RECORDS TO USE
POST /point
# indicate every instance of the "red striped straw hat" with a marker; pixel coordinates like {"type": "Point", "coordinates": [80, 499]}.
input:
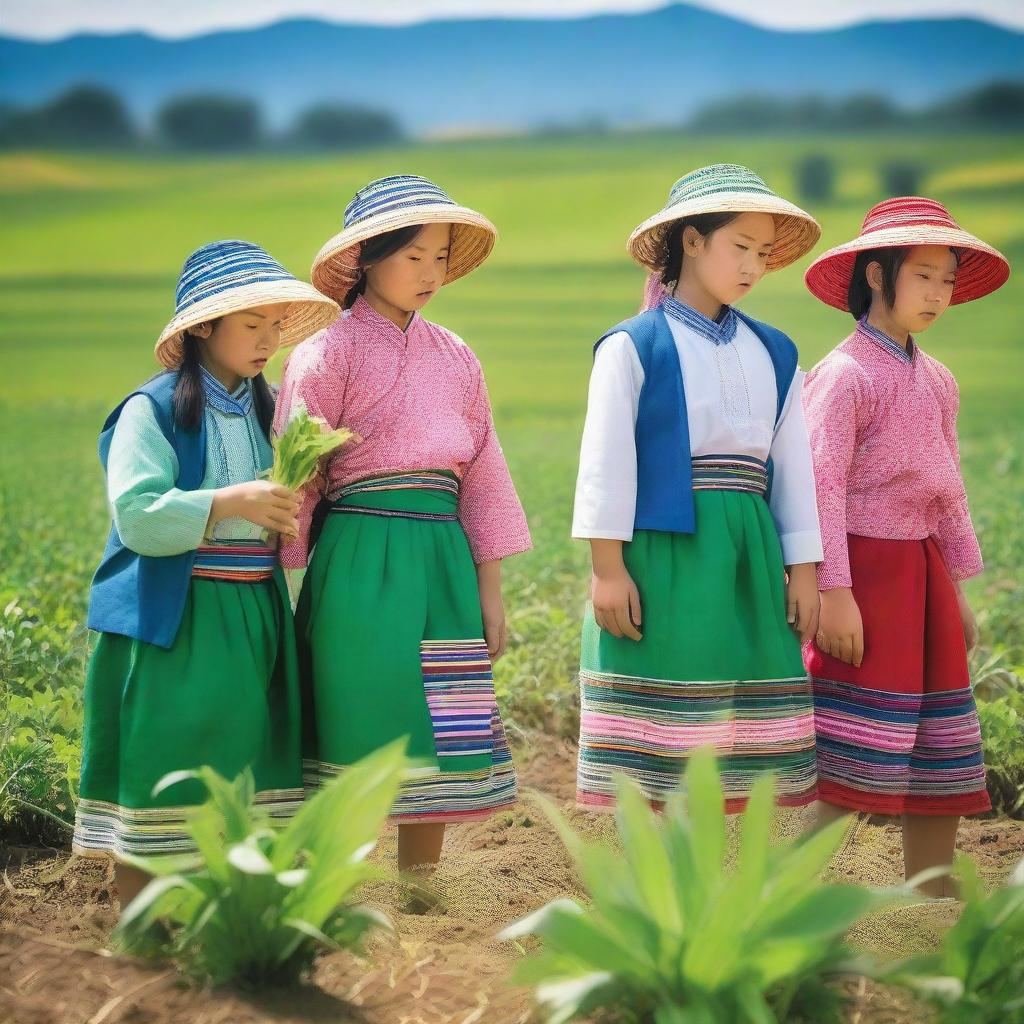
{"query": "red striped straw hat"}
{"type": "Point", "coordinates": [905, 221]}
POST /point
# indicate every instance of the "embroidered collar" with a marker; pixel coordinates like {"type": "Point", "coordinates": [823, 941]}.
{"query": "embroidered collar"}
{"type": "Point", "coordinates": [889, 344]}
{"type": "Point", "coordinates": [237, 402]}
{"type": "Point", "coordinates": [719, 332]}
{"type": "Point", "coordinates": [363, 310]}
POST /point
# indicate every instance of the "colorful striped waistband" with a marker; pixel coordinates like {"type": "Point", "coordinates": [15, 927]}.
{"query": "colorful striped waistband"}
{"type": "Point", "coordinates": [235, 561]}
{"type": "Point", "coordinates": [730, 472]}
{"type": "Point", "coordinates": [393, 496]}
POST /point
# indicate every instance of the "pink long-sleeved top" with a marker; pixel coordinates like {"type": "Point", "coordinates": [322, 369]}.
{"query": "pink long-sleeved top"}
{"type": "Point", "coordinates": [883, 427]}
{"type": "Point", "coordinates": [418, 400]}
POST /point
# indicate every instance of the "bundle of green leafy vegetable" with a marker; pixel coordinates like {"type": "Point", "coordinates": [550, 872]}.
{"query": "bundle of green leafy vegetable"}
{"type": "Point", "coordinates": [299, 449]}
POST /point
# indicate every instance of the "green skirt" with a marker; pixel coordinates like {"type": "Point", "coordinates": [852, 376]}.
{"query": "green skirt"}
{"type": "Point", "coordinates": [718, 665]}
{"type": "Point", "coordinates": [391, 644]}
{"type": "Point", "coordinates": [225, 694]}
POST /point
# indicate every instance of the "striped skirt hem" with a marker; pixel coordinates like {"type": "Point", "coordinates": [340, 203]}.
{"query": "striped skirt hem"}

INSTRUCTIONS TO FOLLOW
Find the word "indicate" in the data and copy out each line where it turns up.

ANSWER TO THIS EXERCISE
# indicate every instance of the "red striped straw hat" with a marker; pixel coordinates like {"type": "Point", "coordinates": [80, 499]}.
# indicate every instance of the "embroidered collar" with a marker; pixel coordinates like {"type": "Point", "coordinates": [823, 941]}.
# indicate every instance of the "colorful striped waistband" with a marker; pixel coordinates like {"type": "Point", "coordinates": [15, 927]}.
# indicate every instance of the "pink long-sleeved top" with a marker; pixel coordinates like {"type": "Point", "coordinates": [322, 369]}.
# indicate every instance of the "bundle of green leafy vegetable" with a marker; pixel coordinates like {"type": "Point", "coordinates": [550, 872]}.
# indicate every instance of the "green skirt" with a marker; pixel coordinates like {"type": "Point", "coordinates": [852, 376]}.
# indicate every instance of the "striped skirt hem" with a marker; pixel coordinates like {"type": "Point", "coordinates": [340, 203]}.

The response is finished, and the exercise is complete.